◆ **Assigned task**: What follows is a set of records; copy all of it exactly.

[Records for this task Boundary: Start]

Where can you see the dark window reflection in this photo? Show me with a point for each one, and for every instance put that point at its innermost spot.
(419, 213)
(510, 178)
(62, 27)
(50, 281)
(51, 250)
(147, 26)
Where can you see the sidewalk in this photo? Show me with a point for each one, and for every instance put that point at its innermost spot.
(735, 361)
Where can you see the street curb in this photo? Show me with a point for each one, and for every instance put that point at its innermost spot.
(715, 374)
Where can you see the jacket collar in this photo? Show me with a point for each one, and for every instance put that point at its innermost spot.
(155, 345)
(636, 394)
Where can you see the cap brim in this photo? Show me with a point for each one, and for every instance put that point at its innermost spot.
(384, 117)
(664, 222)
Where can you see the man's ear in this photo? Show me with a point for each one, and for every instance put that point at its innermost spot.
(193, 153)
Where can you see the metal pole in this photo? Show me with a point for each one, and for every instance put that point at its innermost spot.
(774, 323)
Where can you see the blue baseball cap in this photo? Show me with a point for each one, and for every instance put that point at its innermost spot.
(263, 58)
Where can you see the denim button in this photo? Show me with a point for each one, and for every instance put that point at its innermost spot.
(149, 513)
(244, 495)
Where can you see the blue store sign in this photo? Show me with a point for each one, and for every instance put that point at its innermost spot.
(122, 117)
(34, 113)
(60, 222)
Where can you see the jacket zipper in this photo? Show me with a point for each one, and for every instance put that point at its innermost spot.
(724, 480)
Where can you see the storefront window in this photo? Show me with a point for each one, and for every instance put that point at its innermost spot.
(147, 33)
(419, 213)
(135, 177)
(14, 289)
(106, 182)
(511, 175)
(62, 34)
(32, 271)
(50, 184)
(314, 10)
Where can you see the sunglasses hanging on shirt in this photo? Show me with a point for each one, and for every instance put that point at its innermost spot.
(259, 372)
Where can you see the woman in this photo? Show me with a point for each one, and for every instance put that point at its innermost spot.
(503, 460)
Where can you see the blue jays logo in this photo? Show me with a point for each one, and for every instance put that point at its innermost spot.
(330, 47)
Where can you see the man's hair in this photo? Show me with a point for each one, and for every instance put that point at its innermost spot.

[Records for this task Boundary: End]

◆ **The answer**:
Where can you see the dark window reflection in this photo? Show me with a point for each one, and for every instance put that point at its innermost spot.
(419, 213)
(510, 178)
(62, 27)
(50, 281)
(51, 250)
(147, 26)
Where can you see the sidewalk in this photo? Show me with a point for each one, and for every instance put that point at its innermost spot.
(735, 361)
Where can you see the street curb in this photo? Show me with a point for each one, and for every instance put that point at its innermost spot.
(715, 374)
Where can you see the jacket collar in this photo? Show me with a point for each one, and for every instance put that point at its innermost spot.
(155, 345)
(636, 394)
Where can you see the cap brim in this photo? Show me with a point for each one, and for every instance put that point at its innermost spot.
(384, 117)
(664, 222)
Where can you see the man's ear in this photo? Show me with a point for each one, and for every instance put that point at its innermost spot.
(193, 153)
Where can you see the metal pole in this photo? Show me with a point for each one, and for every instance put that point at its innermost spot.
(774, 323)
Where can you see the blue baseball cap in this photo? Show me with a point for each one, and for every instance put that point at its innermost spot.
(263, 58)
Where can you see the denim button in this photo? Show me with a point for each one, and for every instance put that point at its innermost spot.
(149, 513)
(244, 495)
Where can you see the blue store sign in this photo? Show me with a point for each one, and for every instance put that point at its innermost spot.
(122, 117)
(34, 113)
(60, 222)
Where can you see the jacket zipper in this photo? Show me with a point for each one, and for every instance put that point at its innermost spot.
(724, 480)
Where can you see the storefront window in this photo? Show me with a point for each one, and for every instance put that point at its innermost spot.
(147, 33)
(419, 213)
(135, 177)
(14, 289)
(106, 182)
(511, 175)
(62, 34)
(32, 271)
(50, 184)
(314, 10)
Where can you see the sunglasses hanging on shirt in this photo? Show me with a point for each one, and for every instance put that point at its innermost spot.
(259, 372)
Where can you see the woman in this photo? Show me with a point for each one, and for every instance put that point at its innermost spot.
(503, 460)
Where can you see the blue jays logo in this photo? Show me with a point for each one, and for every instance put that point at its innermost spot.
(330, 47)
Where can you see the man's hair in this photo? Show me with a point for each one, and for every instance put that point at its innermost spot.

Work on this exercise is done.